• _PARTS OF THE EXERCISE_:
**A.** Answer these from the text on macrophages:
(i) In which school and university does Dr Anna Piccinini work?
(ii) In which journal was her research published?
(iii) Which two diseases does the text give as examples of extensive tissue damage?
**B.** Carry on the article about macrophages from its last sentence.

The job of policing the microenvironment around our cells is carried out by macrophages. Macrophages are the ‘guards’ that patrol most tissues of the body - poised to engulf infections or destroy and repair damaged tissue.
Over the last decade it has been established that macrophages are capable of detecting changes in the microenvironment of human tissues. They can spot pathogen invasion and tissue damage, and mediate inflammatory processes in response, to destroy microbial interlopers and remove and repair damaged tissue. But how do these sentinels of the cell world deal with infection and tissue injury?
Dr Anna Piccinini, an expert in inflammatory signalling pathways in the School of Pharmacy at The University of Nottingham, has discovered that the macrophage’s ‘destroy and repair service’ is capable of discriminating between the two distinct threats even deploying a single sensor. As a result, they can orchestrate specific immune responses – passing on information in the form of inflammatory molecules and degrading tissue when they encounter an infection and making and modifying molecular components of the tissue when they detect tissue damage.
Dr Piccinini’s research is published today, Tuesday 30 August 2016, in the academic journal Science Signaling. Her findings could provide future targets for the treatment of diseases with extensive tissue damage such as arthritis or cancer where inflammation plays an increasingly recognised role.

• _INFORMATION SUPPLIED_:
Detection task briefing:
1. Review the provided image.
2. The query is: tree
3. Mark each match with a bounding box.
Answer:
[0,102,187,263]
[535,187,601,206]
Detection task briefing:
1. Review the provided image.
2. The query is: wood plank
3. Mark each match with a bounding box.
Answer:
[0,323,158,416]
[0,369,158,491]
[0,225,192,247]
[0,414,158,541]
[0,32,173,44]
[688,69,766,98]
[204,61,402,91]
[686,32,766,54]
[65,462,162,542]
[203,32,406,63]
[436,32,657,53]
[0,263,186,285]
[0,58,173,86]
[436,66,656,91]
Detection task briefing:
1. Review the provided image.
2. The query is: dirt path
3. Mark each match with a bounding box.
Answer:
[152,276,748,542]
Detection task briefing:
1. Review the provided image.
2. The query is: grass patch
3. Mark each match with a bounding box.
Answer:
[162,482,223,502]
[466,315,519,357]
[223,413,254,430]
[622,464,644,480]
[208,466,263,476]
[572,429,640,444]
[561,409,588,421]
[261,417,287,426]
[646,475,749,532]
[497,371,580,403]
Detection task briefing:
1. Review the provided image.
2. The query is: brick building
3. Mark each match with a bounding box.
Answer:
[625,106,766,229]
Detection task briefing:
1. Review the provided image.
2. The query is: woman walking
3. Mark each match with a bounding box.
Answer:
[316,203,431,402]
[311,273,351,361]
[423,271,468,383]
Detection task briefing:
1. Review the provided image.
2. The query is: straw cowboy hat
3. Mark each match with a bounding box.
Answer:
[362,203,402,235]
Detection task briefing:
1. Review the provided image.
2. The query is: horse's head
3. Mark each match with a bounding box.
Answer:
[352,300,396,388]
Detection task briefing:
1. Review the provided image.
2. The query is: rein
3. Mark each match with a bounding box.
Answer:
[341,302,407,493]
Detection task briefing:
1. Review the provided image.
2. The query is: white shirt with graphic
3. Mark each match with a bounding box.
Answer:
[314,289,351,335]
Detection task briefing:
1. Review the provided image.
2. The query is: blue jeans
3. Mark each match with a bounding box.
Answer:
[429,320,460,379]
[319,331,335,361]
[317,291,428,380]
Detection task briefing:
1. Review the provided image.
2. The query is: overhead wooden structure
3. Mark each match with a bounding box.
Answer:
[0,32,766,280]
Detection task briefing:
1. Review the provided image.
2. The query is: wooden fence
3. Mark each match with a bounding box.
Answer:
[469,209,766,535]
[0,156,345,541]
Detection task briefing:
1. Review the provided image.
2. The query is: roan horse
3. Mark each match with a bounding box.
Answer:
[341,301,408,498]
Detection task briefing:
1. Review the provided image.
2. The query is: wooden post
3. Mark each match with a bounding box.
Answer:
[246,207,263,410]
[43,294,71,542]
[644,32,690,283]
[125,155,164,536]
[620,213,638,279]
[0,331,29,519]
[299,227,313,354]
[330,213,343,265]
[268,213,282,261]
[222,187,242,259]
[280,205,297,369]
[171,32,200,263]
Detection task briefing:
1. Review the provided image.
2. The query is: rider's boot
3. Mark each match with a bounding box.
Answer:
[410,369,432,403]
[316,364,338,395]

• _ANSWER SET_:
**A.**
(i) The School of Pharmacy at The University of Nottingham
(ii) Science Signaling
(iii) Arthritis and cancer

**B.**
Dr Piccinini said: “Although we know macrophages are capable of detecting different threats using a single sensor we have never really understood whether they use the same or distinct defence strategies depending on the kind of threat they are confronted with. And, what is interesting is that we are also understanding better how macrophage behaviour affects the microenvironment around them.”
This research was funded by the Medical Research Council, Arthritis Research UK and the Kennedy Trust for Rheumatology Research. The work was carried out at the University of Oxford in Professor Kim Midwood’s laboratory.
Dr Piccinini said: “This research paves the way to identify specific molecular events that arise from the cell’s specific response to infection and sterile tissue damage and in future may allow us to find specific targets to manipulate inflammation.”